(Records excerpted from a collection)
--- start ---

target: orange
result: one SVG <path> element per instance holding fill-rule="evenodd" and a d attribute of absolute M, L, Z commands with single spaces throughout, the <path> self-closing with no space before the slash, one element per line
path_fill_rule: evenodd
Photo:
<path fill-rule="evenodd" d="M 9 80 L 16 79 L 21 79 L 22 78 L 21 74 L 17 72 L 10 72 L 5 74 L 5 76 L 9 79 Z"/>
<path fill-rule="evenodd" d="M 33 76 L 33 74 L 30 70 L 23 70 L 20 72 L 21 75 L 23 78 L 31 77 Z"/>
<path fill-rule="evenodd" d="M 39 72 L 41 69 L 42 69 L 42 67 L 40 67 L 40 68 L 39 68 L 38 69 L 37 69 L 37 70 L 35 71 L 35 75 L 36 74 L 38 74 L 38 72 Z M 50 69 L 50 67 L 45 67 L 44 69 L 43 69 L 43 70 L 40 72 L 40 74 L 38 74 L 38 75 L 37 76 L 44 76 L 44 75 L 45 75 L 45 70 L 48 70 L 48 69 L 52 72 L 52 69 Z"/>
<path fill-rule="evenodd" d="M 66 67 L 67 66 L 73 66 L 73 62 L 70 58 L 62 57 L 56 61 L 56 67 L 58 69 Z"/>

--- end ---

Each record must be returned exactly as it is written.

* **Answer to this problem**:
target: orange
result: one SVG <path> element per instance holding fill-rule="evenodd" and a d attribute of absolute M, L, Z commands with single spaces throughout, the <path> self-closing with no space before the slash, one element per line
path_fill_rule: evenodd
Photo:
<path fill-rule="evenodd" d="M 9 80 L 16 79 L 21 79 L 22 78 L 21 74 L 17 72 L 10 72 L 5 74 L 5 76 L 9 79 Z"/>
<path fill-rule="evenodd" d="M 33 76 L 33 74 L 30 70 L 23 70 L 20 72 L 21 75 L 23 78 L 31 77 Z"/>
<path fill-rule="evenodd" d="M 39 72 L 41 69 L 42 69 L 42 67 L 40 67 L 40 68 L 39 68 L 38 69 L 37 69 L 37 70 L 35 71 L 35 75 L 36 74 L 38 74 L 38 72 Z M 50 69 L 50 67 L 45 67 L 44 69 L 43 69 L 43 70 L 40 72 L 40 74 L 38 74 L 38 75 L 37 76 L 44 76 L 44 75 L 45 75 L 45 70 L 48 70 L 48 69 L 52 72 L 52 69 Z"/>
<path fill-rule="evenodd" d="M 66 67 L 67 66 L 73 66 L 73 62 L 70 58 L 62 57 L 56 61 L 56 67 L 58 69 Z"/>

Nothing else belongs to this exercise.